* [Excerpts from a pointing dataset]
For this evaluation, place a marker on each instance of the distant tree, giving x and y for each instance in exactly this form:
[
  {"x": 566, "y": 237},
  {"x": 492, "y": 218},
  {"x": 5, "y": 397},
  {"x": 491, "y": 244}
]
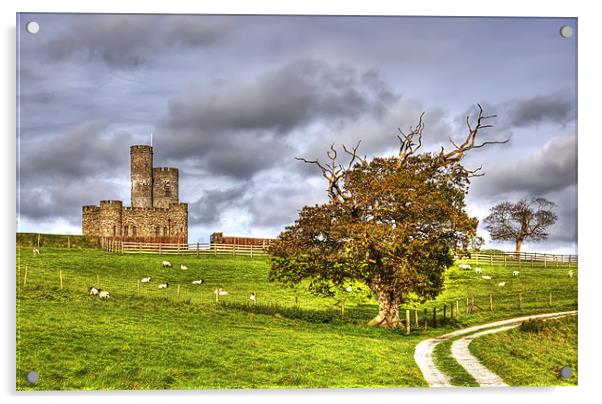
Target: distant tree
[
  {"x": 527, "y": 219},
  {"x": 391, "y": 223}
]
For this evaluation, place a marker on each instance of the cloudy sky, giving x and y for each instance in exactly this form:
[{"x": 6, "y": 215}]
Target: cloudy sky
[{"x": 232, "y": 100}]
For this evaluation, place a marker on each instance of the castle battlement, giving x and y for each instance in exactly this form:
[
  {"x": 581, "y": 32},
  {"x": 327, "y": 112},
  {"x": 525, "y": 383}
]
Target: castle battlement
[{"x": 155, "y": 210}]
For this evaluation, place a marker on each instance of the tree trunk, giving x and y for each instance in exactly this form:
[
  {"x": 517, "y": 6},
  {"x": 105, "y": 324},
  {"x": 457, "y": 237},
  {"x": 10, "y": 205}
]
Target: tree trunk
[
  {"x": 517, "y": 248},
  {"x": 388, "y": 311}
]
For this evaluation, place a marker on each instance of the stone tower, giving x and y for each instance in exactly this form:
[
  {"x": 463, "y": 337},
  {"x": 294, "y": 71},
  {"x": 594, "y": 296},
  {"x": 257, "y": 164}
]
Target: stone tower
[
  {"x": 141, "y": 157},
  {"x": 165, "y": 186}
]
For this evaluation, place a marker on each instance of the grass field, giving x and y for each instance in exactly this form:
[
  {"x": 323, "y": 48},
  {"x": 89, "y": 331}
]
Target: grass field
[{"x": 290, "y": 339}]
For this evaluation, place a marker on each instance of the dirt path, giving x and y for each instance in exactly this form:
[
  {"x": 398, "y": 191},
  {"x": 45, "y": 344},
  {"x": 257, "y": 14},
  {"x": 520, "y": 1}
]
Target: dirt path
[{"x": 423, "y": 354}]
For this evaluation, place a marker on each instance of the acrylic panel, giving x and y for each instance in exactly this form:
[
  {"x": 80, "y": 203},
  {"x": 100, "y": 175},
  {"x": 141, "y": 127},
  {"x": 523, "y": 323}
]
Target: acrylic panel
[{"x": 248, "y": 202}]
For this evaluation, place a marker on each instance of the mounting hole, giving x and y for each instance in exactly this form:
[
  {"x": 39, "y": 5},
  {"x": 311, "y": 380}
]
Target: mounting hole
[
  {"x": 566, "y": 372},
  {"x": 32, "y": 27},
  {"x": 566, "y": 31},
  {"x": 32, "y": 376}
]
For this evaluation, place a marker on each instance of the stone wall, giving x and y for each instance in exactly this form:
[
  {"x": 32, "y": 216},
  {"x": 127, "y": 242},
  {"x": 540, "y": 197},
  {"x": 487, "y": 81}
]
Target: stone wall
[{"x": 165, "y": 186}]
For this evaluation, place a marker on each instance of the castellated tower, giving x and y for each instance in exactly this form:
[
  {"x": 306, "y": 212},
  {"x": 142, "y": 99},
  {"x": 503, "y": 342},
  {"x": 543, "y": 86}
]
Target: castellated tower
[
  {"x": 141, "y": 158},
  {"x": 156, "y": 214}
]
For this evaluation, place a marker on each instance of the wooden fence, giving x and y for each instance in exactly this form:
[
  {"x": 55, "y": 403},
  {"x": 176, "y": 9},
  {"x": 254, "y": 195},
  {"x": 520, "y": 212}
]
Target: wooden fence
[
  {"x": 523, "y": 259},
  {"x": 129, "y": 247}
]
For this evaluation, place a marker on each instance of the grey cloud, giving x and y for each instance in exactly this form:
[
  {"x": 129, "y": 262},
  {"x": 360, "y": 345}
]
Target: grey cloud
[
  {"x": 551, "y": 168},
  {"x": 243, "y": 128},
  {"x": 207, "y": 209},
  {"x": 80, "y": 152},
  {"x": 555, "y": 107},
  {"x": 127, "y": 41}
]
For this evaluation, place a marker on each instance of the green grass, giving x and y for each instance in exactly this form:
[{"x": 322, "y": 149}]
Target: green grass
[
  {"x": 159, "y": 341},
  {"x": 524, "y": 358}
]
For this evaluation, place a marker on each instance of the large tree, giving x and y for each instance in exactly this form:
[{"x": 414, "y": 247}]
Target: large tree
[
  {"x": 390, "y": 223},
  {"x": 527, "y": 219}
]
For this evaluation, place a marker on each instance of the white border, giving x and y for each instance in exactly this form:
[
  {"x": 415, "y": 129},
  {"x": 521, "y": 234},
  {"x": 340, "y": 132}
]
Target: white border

* [STATED PROBLEM]
Convert the lines of all the records above into a numbered list, leaving out blank lines and the pictures.

* [EXERCISE RESULT]
1. For this evaluation, place a marker on each instance of the distant tree, giving x and y for each instance in exactly this form:
2. [
3.   {"x": 566, "y": 237},
4.   {"x": 492, "y": 218},
5.   {"x": 5, "y": 397},
6.   {"x": 491, "y": 244}
7. ]
8. Target: distant tree
9. [
10.   {"x": 527, "y": 219},
11.   {"x": 391, "y": 223}
12. ]
13. For this evaluation, place a marker on each instance of the cloudy sky, giving x and y for each instance in exactly this form:
14. [{"x": 6, "y": 215}]
15. Target: cloudy sky
16. [{"x": 232, "y": 100}]
17. For this evaluation, place a marker on each instance of the castle battlement, giving x and y for each instance in exactly this form:
18. [
19.   {"x": 581, "y": 32},
20.   {"x": 327, "y": 112},
21.   {"x": 525, "y": 383}
22. ]
23. Target: castle battlement
24. [{"x": 155, "y": 210}]
25. For this evaluation, place a marker on each instance of the tree trunk, giving x and y for each instance in exactly this form:
26. [
27.   {"x": 517, "y": 6},
28.   {"x": 105, "y": 324},
29.   {"x": 457, "y": 237},
30.   {"x": 10, "y": 205}
31. ]
32. Target: tree trunk
33. [
34.   {"x": 517, "y": 248},
35.   {"x": 388, "y": 311}
36. ]
37. For this evaluation, place a marker on each instance of the stone tower, giving x and y for each instance in exactly this form:
38. [
39.   {"x": 463, "y": 337},
40.   {"x": 294, "y": 71},
41.   {"x": 594, "y": 296},
42.   {"x": 257, "y": 164}
43. ]
44. Target: stone tower
45. [
46.   {"x": 141, "y": 157},
47.   {"x": 165, "y": 186}
48. ]
49. For this evaluation, place a marker on each instance of the grass field, giving x and y for each instance in exactly this form:
50. [
51.   {"x": 323, "y": 48},
52.   {"x": 89, "y": 331}
53. ]
54. Target: grass field
55. [{"x": 290, "y": 339}]
56. For this evaluation, place a marker on each instance of the dirt path, giving x and y for each instance in exactly this form:
57. [
58.   {"x": 398, "y": 191},
59.   {"x": 45, "y": 344},
60.   {"x": 257, "y": 14},
61.   {"x": 520, "y": 1}
62. ]
63. Target: dirt path
64. [{"x": 423, "y": 354}]
65. For this evaluation, place a marker on each instance of the acrylic panel, giving x and y for each instance in exactly this form:
66. [
67.   {"x": 80, "y": 203},
68.   {"x": 100, "y": 175},
69.   {"x": 141, "y": 127},
70.   {"x": 523, "y": 323}
71. ]
72. Target: acrylic panel
73. [{"x": 248, "y": 202}]
74. For this evaluation, place a marker on each instance of the mounting hole, giving x and y for each instance in exactly this form:
75. [
76.   {"x": 39, "y": 5},
77.   {"x": 311, "y": 380}
78. ]
79. Target: mounting hole
80. [
81.   {"x": 566, "y": 372},
82.   {"x": 32, "y": 27},
83.   {"x": 566, "y": 31},
84.   {"x": 32, "y": 376}
85. ]
86. For this evaluation, place a marker on each instance of the stone wall, giving x and y for each instance in exactly this form:
87. [
88.   {"x": 32, "y": 216},
89.   {"x": 127, "y": 242},
90.   {"x": 540, "y": 197},
91.   {"x": 487, "y": 81}
92. ]
93. Target: stone wall
94. [{"x": 165, "y": 186}]
95. For this evaluation, place a marker on each instance of the castellated tower, giving x and y for each instance in exactly this form:
96. [
97.   {"x": 306, "y": 212},
98.   {"x": 142, "y": 99},
99.   {"x": 503, "y": 342},
100.   {"x": 543, "y": 86}
101. ]
102. Target: castellated tower
103. [
104.   {"x": 141, "y": 158},
105.   {"x": 156, "y": 214}
106. ]
107. For this evaluation, place a marker on each instance of the wooden fence, giving x and y for each instance in exactly this form:
108. [
109.   {"x": 55, "y": 403},
110.   {"x": 176, "y": 9},
111.   {"x": 254, "y": 195},
112.   {"x": 520, "y": 212}
113. ]
114. Target: wooden fence
115. [
116.   {"x": 523, "y": 259},
117.   {"x": 129, "y": 247}
118. ]
119. For this evaluation, place a marker on each instance of the grey cloud, giving x and y for each instance in exactly this form:
120. [
121.   {"x": 129, "y": 262},
122.   {"x": 360, "y": 345}
123. ]
124. Target: grey cloud
125. [
126.   {"x": 551, "y": 168},
127.   {"x": 243, "y": 128},
128.   {"x": 207, "y": 209},
129.   {"x": 80, "y": 152},
130.   {"x": 555, "y": 107},
131.   {"x": 127, "y": 41}
132. ]
133. For this evaluation, place a marker on each instance of the green grass, giving x and y for each instance in exactly this form:
134. [{"x": 322, "y": 149}]
135. Target: green grass
136. [
137.   {"x": 159, "y": 341},
138.   {"x": 524, "y": 358}
139. ]
140. For this evaluation, place a marker on each instance of the large tree, giving x and y for each instance in exactly this form:
141. [{"x": 414, "y": 247}]
142. Target: large tree
143. [
144.   {"x": 390, "y": 223},
145.   {"x": 527, "y": 219}
146. ]
147. For this evaluation, place a marker on each instance of the white border, giving x and y for each instance in exactly this form:
148. [
149.   {"x": 415, "y": 129},
150.   {"x": 521, "y": 234},
151.   {"x": 340, "y": 132}
152. ]
153. Target: white border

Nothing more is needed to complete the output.